■ **Task directions**:
Transcribe, word for word, the line containing "of the nose" and each line following it through the end of the listing below. Omit all other lines.

■ **Input rows**:

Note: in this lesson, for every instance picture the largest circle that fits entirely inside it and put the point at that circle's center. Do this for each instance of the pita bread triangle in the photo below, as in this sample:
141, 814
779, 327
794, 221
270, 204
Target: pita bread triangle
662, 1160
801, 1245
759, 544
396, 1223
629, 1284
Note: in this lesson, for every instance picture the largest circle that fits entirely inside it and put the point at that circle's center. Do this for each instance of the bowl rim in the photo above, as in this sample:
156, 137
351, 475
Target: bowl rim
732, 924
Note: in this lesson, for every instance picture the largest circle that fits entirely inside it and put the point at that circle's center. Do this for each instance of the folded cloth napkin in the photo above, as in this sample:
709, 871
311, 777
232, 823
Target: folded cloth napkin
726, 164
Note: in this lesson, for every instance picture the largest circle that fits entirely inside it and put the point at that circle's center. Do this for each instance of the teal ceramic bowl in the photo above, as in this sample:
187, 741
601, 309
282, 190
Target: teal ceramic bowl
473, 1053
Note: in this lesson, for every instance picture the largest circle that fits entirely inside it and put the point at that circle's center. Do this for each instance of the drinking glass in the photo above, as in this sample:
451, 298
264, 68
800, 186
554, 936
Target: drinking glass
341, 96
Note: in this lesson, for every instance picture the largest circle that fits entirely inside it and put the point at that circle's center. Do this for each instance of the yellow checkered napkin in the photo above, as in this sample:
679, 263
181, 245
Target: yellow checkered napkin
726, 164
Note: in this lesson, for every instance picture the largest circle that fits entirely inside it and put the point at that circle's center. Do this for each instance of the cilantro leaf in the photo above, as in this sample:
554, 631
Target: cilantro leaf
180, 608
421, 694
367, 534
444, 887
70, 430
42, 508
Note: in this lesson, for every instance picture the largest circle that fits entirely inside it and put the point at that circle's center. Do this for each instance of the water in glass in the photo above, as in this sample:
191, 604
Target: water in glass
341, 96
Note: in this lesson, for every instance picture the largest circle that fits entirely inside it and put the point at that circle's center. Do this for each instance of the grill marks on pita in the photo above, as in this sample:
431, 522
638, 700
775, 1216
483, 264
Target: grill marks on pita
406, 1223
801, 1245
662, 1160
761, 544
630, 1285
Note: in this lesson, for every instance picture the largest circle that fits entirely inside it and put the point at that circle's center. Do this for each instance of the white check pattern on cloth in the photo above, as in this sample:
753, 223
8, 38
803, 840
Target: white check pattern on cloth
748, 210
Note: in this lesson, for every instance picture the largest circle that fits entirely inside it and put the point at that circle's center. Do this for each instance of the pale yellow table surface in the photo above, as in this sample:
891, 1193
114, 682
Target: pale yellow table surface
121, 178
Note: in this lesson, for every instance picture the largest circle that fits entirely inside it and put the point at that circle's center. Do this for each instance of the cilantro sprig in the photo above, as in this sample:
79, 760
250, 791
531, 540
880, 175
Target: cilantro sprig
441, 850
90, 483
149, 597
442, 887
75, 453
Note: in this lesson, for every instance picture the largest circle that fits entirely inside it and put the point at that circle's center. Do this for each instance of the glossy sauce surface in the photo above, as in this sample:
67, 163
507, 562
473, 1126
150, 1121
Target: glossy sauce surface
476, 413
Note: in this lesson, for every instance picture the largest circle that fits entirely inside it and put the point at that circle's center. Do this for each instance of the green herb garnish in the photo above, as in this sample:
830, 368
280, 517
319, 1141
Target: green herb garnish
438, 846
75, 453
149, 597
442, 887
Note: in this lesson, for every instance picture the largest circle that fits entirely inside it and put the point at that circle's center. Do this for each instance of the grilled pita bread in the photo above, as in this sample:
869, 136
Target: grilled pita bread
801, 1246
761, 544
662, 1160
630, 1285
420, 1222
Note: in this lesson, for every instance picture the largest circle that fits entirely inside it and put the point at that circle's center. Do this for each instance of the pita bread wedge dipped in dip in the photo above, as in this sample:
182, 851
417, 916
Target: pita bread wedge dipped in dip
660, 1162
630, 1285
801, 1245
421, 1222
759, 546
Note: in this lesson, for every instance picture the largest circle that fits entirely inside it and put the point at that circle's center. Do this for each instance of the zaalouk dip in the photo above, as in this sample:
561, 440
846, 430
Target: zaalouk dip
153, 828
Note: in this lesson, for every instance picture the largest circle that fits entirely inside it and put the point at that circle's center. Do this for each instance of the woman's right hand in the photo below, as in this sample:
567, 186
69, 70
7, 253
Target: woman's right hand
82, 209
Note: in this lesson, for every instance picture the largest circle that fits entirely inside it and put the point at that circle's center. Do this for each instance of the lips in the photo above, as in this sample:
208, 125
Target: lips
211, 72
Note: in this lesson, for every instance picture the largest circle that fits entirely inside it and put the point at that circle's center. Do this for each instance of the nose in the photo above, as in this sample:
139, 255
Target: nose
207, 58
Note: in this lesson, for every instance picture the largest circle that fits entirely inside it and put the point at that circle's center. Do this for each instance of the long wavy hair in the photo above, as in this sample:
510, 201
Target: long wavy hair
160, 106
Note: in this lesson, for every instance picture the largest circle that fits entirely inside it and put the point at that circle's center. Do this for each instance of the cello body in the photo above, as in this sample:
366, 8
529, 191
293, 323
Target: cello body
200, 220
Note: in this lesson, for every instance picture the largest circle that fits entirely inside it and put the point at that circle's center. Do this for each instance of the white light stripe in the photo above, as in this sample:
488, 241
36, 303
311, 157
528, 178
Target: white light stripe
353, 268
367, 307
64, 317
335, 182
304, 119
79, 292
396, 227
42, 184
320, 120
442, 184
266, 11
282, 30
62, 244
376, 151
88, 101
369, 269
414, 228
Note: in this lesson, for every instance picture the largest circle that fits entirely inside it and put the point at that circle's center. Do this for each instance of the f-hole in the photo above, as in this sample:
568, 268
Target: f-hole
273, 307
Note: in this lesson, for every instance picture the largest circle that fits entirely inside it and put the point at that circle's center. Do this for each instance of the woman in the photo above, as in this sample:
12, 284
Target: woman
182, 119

■ **Exercise result**:
Note: in this lesson, for every instance picture the largest circle that fits entirely inside it and put the point at that circle's center. Do this for each instance of the nose in the photo above, as in this sample:
139, 255
Target: nose
207, 58
Note: in this lesson, for every instance picture the largest circle that fits entirely inside it and put the point at that circle's center. Do this for each instance of the long wavy hair in the photo above, as in this sample:
510, 201
Target: long wavy hair
160, 106
Note: in this lesson, for every instance picture the largest circle that fits entirely inside it and put the point at that circle's center. Do this for each instance of the cello body in the photo above, as in this sample:
366, 8
529, 191
293, 323
Target: cello body
200, 220
Note: in this lesson, for every instance picture the largest circle that fits entirely inside it and put the point at that circle's center. Do this for each instance of the white light stripe in the photo above, as in this sample:
488, 241
36, 303
311, 157
528, 178
Target: white light stripe
353, 268
367, 307
64, 317
335, 182
304, 119
79, 292
396, 227
42, 184
320, 120
442, 184
266, 11
282, 30
62, 244
376, 151
88, 101
369, 269
414, 228
Note: in this lesson, for every instance picture the largest circle that fits entirely inside it and put the point at that circle's center. Do this for each instance of the f-hole in the photo above, as in this sample:
568, 268
Target: f-hole
273, 307
Note: in this lesson, for every instance picture the largest circle that fits entirely inside it and put the point at that circle's center. Do this for each instance of the woman in the photo above, as in this sample:
12, 284
Target: woman
182, 119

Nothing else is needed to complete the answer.